* start Dataset content *

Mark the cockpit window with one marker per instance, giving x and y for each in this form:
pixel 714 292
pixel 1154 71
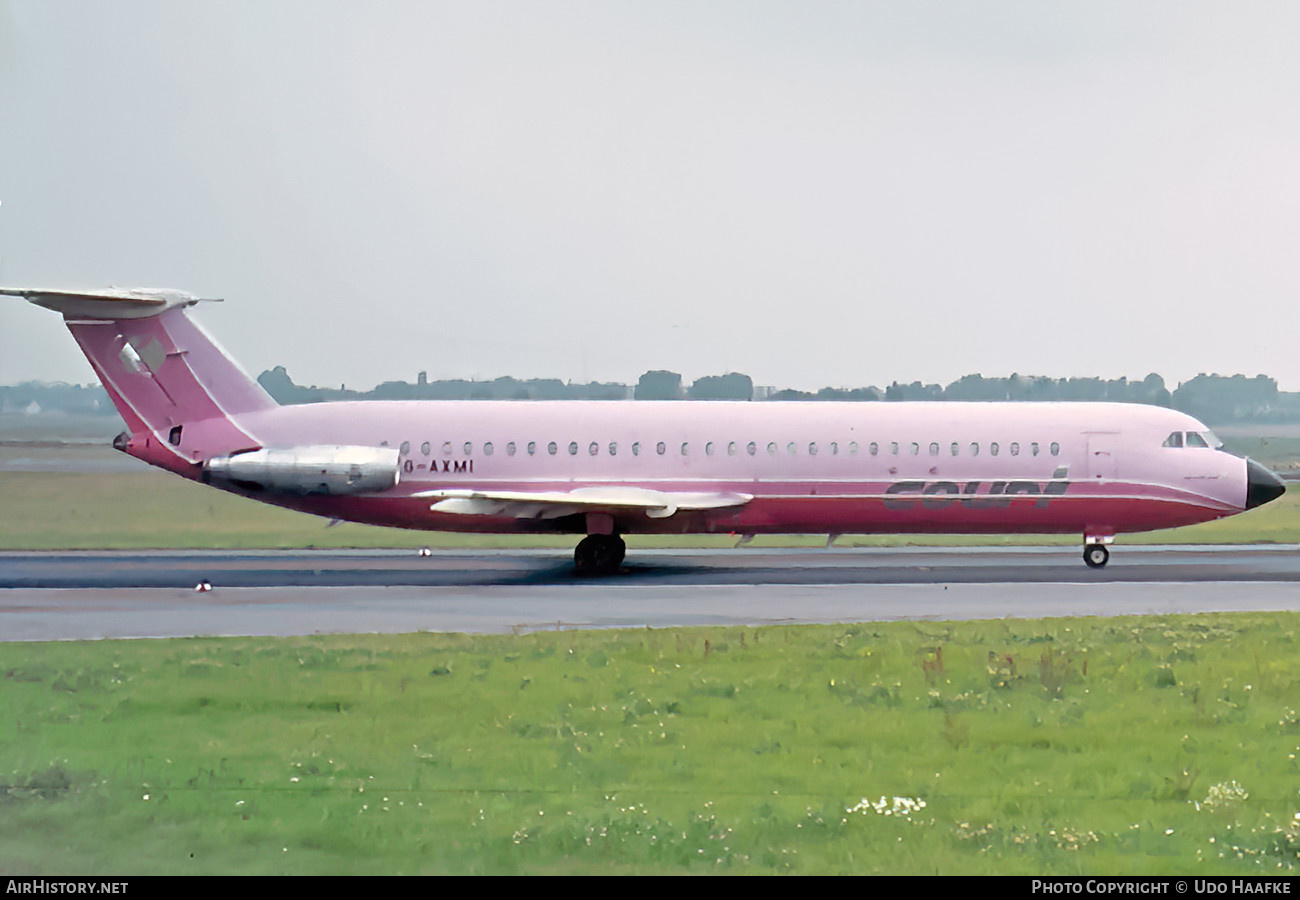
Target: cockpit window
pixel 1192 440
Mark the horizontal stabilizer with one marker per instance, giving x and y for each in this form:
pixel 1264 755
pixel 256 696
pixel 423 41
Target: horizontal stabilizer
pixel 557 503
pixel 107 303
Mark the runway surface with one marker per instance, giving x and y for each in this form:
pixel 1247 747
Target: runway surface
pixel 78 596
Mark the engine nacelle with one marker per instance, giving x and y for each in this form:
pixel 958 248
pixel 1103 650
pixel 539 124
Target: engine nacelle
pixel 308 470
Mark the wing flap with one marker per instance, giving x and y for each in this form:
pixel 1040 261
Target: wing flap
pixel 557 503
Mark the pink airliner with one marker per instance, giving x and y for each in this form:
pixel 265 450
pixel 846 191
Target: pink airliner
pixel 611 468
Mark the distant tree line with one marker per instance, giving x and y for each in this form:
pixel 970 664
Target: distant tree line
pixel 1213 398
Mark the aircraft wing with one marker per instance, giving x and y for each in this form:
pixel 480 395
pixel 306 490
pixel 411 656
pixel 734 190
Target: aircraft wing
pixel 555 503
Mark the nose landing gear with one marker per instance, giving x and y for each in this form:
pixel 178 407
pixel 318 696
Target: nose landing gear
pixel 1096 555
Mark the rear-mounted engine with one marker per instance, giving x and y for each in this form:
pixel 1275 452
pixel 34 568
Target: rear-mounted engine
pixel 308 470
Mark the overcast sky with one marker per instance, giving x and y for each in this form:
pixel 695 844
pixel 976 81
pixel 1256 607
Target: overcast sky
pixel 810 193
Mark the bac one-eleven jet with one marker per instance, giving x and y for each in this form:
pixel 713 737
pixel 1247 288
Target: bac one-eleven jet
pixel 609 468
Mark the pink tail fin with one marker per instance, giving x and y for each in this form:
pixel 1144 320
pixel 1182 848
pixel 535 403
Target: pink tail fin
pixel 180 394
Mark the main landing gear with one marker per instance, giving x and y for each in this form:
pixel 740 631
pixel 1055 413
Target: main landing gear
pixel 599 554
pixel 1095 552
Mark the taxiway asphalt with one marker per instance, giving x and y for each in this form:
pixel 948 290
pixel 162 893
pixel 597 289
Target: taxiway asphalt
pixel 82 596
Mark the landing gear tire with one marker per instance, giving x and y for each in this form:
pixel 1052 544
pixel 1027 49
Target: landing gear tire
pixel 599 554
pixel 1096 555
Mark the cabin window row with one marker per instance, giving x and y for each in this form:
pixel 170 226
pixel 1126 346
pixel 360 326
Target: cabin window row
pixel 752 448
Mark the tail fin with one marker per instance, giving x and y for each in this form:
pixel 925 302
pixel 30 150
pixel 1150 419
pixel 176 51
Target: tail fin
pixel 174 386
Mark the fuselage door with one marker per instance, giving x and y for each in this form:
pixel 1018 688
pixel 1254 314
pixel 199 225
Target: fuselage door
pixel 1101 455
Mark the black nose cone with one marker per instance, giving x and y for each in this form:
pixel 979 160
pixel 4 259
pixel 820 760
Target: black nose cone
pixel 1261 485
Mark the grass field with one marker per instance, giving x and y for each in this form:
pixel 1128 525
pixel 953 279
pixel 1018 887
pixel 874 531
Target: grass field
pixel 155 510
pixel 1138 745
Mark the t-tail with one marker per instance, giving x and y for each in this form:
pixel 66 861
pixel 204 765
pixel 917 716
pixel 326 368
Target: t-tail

* end Dataset content *

** What the task requires **
Transcribe the material exactly, keeping every word and none of the pictures.

** Written response **
Mark the cockpit window with one marker per instance, giving x and y for each in this form:
pixel 714 292
pixel 1154 71
Target: cockpit window
pixel 1192 440
Mark the horizontal stabilizer with one marker per instance, giving x and y for each in this form:
pixel 1264 755
pixel 256 696
pixel 423 41
Target: horizontal stabilizer
pixel 557 503
pixel 107 303
Mark the runway surface with one marker per instance, giving x and y for each in this form:
pixel 1247 747
Target: runway surface
pixel 78 596
Mark the engine nacelle with one marker per instance, giving x and y for each in this form:
pixel 958 248
pixel 1103 650
pixel 539 124
Target: engine nacelle
pixel 308 470
Mark the wing flap with one marker per instance, giving x and y for each in this form:
pixel 1040 261
Target: wing flap
pixel 557 503
Mark the pink airliner with one marker per instance, giving x and y for each in this form:
pixel 265 450
pixel 846 191
Target: pink airliner
pixel 611 468
Mark the distant tree line with one marker per instance, giving x and y for each in this form:
pixel 970 664
Target: distant tree line
pixel 1213 398
Mark the aircraft wing with one marker per instance, giving x and y for each in this form:
pixel 480 395
pixel 306 490
pixel 411 656
pixel 734 190
Target: aircraft wing
pixel 555 503
Mark the nose landing gear with one marker per instance, giving x and y for each in this form:
pixel 178 407
pixel 318 696
Target: nose landing gear
pixel 1096 555
Mark the rear-mounted engine with one marker per instance, giving x and y for each in this form:
pixel 1275 452
pixel 34 568
Target: rear-mounted engine
pixel 308 470
Mark the overcast sky with one marker per instance, giving x and y for each in this form:
pixel 695 844
pixel 976 81
pixel 1256 607
Target: overcast sky
pixel 810 193
Mark the bac one-eleven jet with one marker per instance, giving x and y for each in this form:
pixel 713 737
pixel 1247 288
Target: bac one-eleven jet
pixel 609 468
Mark the pink tail fin with one marker per instance, giving x and y for each in this form:
pixel 1144 320
pixel 1182 848
pixel 535 403
Target: pink tail fin
pixel 180 394
Mark the main landing gear with one marker per instance, giving x and y for each in this form:
pixel 740 631
pixel 1055 413
Target: main landing gear
pixel 599 554
pixel 1095 552
Mark the taxiway asphalt with one marker per instance, giving x and y for each in this form:
pixel 948 290
pixel 162 893
pixel 597 289
Target: taxiway asphalt
pixel 82 596
Mark the landing gear tire with one marker per instance, giving x and y for each in this form:
pixel 1052 544
pixel 1027 49
Target: landing gear tire
pixel 599 554
pixel 1096 555
Mark the cabin window row with one marker per instance, giving x and y for each in this form:
pixel 170 226
pixel 1126 346
pixel 360 326
Target: cabin window row
pixel 752 448
Mark the tail fin with one marker per instance, giving x and y for each in this form:
pixel 925 302
pixel 30 150
pixel 1150 419
pixel 176 51
Target: tail fin
pixel 174 386
Mark the fuselage door with one marker per instance, giving x and y for each in this form:
pixel 1018 688
pixel 1254 314
pixel 199 225
Target: fuselage door
pixel 1101 455
Mark the black nose cone with one marker per instance, giving x and y for each in this form:
pixel 979 160
pixel 4 259
pixel 820 760
Target: black nose cone
pixel 1261 485
Mark the grass field with one marker per instance, giving x and y for each in this form:
pixel 1128 525
pixel 953 279
pixel 1018 887
pixel 874 531
Target: grass field
pixel 155 510
pixel 1138 745
Mark the t-tail with one marker per instance, giving x and y for each in this form:
pixel 66 861
pixel 204 765
pixel 917 716
pixel 326 368
Target: t-tail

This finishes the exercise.